Your task: Report each line of the items below that contains the word "stone". Case counts.

Materials provided:
⁂

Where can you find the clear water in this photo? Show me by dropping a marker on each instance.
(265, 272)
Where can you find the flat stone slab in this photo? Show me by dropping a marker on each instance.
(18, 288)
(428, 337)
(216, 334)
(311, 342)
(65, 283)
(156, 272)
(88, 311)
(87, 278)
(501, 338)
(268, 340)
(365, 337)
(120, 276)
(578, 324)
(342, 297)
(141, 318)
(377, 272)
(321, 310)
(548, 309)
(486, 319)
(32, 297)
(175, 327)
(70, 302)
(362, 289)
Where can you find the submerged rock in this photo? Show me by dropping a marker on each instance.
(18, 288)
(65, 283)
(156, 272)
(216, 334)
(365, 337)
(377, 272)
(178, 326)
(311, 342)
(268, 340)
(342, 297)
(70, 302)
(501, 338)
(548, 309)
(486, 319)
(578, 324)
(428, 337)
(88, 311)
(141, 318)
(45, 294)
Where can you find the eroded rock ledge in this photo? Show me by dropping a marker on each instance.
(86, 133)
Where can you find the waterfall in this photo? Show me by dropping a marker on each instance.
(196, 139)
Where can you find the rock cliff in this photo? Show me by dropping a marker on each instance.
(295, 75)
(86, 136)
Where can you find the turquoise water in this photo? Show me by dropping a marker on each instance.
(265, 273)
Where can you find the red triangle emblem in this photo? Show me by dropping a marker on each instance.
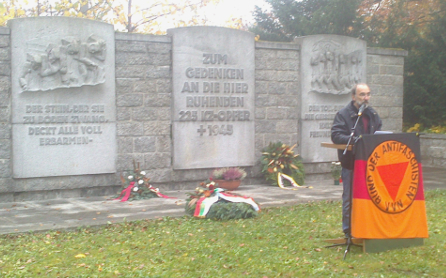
(392, 175)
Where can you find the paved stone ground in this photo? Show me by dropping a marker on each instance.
(19, 217)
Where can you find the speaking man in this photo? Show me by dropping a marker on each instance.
(341, 130)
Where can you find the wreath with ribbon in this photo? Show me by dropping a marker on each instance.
(209, 201)
(137, 187)
(281, 166)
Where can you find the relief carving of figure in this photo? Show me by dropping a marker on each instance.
(30, 72)
(334, 72)
(71, 63)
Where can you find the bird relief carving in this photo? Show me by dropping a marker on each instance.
(334, 72)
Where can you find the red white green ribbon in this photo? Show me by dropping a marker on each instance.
(204, 204)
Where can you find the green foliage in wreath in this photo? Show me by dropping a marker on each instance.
(280, 158)
(225, 210)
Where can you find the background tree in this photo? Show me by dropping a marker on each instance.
(126, 15)
(287, 19)
(415, 25)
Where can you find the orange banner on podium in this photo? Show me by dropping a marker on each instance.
(388, 193)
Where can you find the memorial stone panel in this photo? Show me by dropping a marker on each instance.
(213, 97)
(63, 97)
(330, 66)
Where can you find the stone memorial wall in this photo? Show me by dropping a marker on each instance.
(213, 97)
(79, 104)
(63, 97)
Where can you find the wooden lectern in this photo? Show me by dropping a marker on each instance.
(387, 151)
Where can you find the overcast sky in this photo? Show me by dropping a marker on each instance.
(227, 9)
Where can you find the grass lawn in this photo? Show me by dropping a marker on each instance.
(280, 242)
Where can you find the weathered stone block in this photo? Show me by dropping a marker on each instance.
(278, 113)
(157, 128)
(5, 149)
(5, 69)
(157, 160)
(4, 114)
(144, 114)
(130, 71)
(260, 113)
(145, 144)
(156, 72)
(5, 131)
(5, 168)
(277, 88)
(163, 144)
(286, 126)
(130, 46)
(265, 75)
(125, 161)
(125, 145)
(4, 41)
(158, 100)
(4, 99)
(265, 126)
(164, 113)
(123, 114)
(391, 69)
(130, 129)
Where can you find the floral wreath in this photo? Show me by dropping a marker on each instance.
(209, 201)
(137, 187)
(279, 164)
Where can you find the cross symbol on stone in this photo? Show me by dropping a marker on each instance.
(201, 130)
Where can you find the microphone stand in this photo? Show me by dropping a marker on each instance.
(361, 110)
(349, 240)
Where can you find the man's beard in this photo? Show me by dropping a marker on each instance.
(361, 103)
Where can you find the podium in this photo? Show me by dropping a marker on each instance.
(388, 209)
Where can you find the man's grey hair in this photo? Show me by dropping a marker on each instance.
(353, 91)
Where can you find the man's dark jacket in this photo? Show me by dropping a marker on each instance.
(343, 123)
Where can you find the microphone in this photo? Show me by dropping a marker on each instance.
(361, 109)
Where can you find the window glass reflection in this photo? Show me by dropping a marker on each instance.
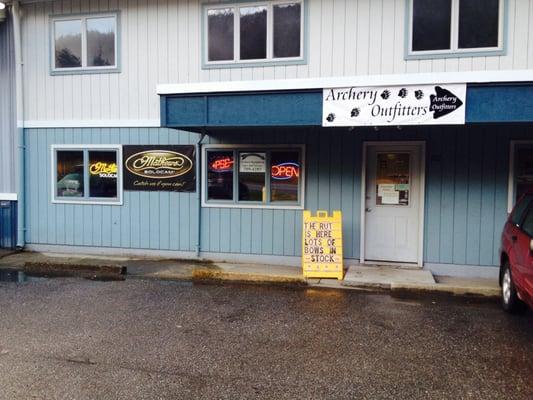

⁂

Solution below:
Where can you find the flat stone slab in this photo? Show me by dropping a marker on each instance.
Where can you find the paved stone ground in this photo? Show me by dropping a marker on each instance.
Where can you find the memorial stone panel in this photo? Show me by dropping a marker on each instance.
Where can you find the stone memorial wall in this photo? Show me by dropping a marker on each instance.
Where can you find the weathered stone block in this photo? Show me by dropping a marker on each instance.
Where can you find the cross symbol on stone in this photo? Show me by dropping a marker on each instance.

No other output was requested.